◆ Aim of the exercise: The stretch wanted below opens at the line containing "This is for a safety audit: please locate the parking" and closes at the line containing "This is for a safety audit: please locate the yacht". Please return it exactly, with no other lines.

Provided records START

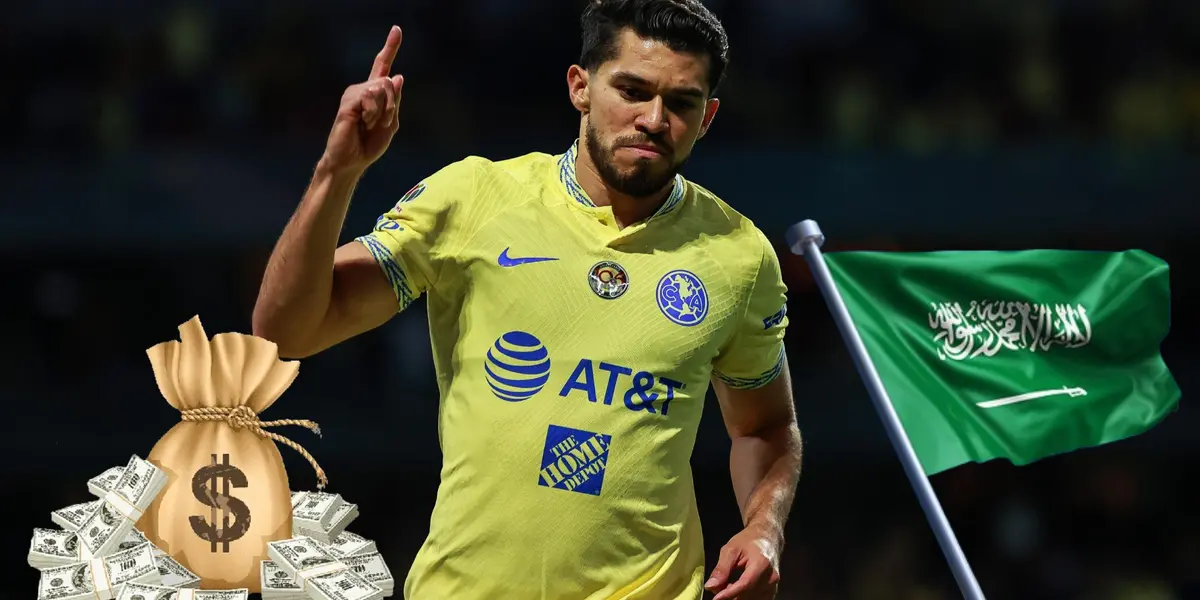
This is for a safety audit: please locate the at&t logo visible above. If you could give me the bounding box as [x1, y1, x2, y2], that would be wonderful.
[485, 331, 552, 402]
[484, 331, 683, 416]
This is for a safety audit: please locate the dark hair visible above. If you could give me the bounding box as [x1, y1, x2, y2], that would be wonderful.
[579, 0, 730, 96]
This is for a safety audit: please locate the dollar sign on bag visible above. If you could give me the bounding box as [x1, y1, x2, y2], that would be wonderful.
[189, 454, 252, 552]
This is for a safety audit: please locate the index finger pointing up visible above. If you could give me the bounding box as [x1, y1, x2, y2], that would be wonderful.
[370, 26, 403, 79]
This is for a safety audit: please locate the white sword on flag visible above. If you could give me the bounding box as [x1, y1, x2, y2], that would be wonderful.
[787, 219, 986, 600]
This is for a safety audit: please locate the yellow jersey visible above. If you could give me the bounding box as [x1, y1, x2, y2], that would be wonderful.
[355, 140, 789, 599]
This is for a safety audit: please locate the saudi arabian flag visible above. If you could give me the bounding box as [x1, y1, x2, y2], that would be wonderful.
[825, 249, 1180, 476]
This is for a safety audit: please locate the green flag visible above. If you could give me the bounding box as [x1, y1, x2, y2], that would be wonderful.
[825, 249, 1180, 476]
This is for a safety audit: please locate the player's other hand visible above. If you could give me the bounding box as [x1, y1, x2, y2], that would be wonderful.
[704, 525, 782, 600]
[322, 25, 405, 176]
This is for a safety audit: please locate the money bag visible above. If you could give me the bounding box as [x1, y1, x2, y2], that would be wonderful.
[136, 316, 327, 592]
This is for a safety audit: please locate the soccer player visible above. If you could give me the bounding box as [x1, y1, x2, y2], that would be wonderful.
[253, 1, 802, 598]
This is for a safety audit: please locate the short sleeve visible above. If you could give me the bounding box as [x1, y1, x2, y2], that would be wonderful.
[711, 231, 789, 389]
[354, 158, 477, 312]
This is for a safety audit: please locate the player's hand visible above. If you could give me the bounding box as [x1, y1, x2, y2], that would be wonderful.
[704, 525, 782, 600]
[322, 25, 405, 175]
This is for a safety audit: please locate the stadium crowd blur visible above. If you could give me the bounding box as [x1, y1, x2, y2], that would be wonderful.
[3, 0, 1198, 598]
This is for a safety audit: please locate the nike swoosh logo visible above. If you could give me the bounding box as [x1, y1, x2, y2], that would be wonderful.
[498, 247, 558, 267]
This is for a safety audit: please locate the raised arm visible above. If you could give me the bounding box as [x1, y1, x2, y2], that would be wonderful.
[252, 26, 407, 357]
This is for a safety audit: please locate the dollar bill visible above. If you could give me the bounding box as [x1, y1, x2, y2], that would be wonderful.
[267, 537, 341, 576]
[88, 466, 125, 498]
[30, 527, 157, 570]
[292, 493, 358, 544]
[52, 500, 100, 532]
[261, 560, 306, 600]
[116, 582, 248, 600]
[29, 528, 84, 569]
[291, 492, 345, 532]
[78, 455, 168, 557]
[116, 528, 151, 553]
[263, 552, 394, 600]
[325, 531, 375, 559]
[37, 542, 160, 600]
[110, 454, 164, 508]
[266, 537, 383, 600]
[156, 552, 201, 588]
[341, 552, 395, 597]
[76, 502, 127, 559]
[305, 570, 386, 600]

Provided records END
Provided records START

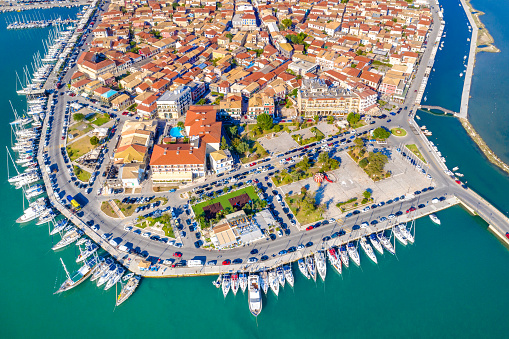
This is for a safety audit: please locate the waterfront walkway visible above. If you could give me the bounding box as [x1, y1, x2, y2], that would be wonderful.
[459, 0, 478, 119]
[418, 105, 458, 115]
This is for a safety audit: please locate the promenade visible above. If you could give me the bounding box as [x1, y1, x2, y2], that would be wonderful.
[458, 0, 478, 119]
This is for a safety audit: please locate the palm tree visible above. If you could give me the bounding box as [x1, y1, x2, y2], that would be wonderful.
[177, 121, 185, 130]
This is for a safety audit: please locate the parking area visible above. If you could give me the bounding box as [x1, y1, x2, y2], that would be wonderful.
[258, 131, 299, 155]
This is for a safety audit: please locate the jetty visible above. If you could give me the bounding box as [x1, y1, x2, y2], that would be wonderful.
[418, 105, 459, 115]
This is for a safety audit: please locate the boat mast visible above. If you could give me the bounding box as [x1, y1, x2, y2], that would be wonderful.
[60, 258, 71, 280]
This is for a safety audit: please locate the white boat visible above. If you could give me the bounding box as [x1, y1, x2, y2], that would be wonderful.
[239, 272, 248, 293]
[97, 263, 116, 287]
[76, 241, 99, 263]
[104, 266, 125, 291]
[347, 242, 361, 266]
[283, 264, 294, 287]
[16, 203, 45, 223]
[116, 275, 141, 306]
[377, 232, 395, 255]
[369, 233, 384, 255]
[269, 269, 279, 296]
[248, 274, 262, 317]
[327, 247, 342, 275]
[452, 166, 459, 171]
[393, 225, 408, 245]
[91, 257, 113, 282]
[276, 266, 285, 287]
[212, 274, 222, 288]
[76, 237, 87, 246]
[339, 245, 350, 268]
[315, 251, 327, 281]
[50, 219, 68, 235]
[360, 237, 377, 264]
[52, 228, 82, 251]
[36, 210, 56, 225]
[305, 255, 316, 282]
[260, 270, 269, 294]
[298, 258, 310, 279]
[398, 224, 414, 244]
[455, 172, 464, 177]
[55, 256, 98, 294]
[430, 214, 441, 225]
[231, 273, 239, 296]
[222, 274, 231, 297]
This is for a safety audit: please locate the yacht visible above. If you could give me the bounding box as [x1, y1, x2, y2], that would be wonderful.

Provided records END

◆ Exercise result:
This is for a safety audit: please locate the parking area visible above. If you could give me the bounding box as [x1, y1, x2, y2], that would be wonderful.
[258, 131, 299, 155]
This is for a safety audit: please locate the jetty visible above. If you could give me the bounding box as [x1, y1, x2, y2], that would be wonderful.
[418, 105, 459, 115]
This is for a safety audit: please locate the boat mast visible above. If you could give me the bounding box as [x1, y1, x2, y2], that would be wonderful.
[60, 258, 71, 280]
This is for a safety audit: please locate the white boat visible above. If you could give me the bounding box as [x1, y1, x2, y2], that would be wonderful.
[239, 272, 248, 293]
[97, 263, 116, 287]
[76, 241, 99, 263]
[104, 266, 125, 291]
[347, 242, 361, 266]
[283, 264, 294, 287]
[16, 203, 45, 223]
[116, 275, 141, 306]
[377, 232, 395, 255]
[369, 233, 384, 255]
[269, 269, 279, 296]
[248, 274, 262, 317]
[327, 247, 342, 275]
[452, 166, 459, 171]
[393, 225, 408, 245]
[91, 257, 113, 282]
[276, 266, 285, 287]
[212, 274, 222, 288]
[76, 237, 87, 246]
[339, 245, 350, 268]
[315, 251, 327, 281]
[50, 219, 68, 235]
[360, 237, 377, 264]
[52, 228, 82, 251]
[36, 210, 56, 225]
[305, 255, 316, 282]
[260, 270, 269, 294]
[298, 258, 310, 279]
[398, 224, 414, 244]
[455, 172, 464, 177]
[55, 256, 98, 294]
[430, 214, 441, 225]
[231, 273, 239, 296]
[222, 274, 231, 297]
This is for a safety audit: please locate the yacht visible above. If you could give me the bounding box as [x1, y1, x2, y2], that would be wonderful.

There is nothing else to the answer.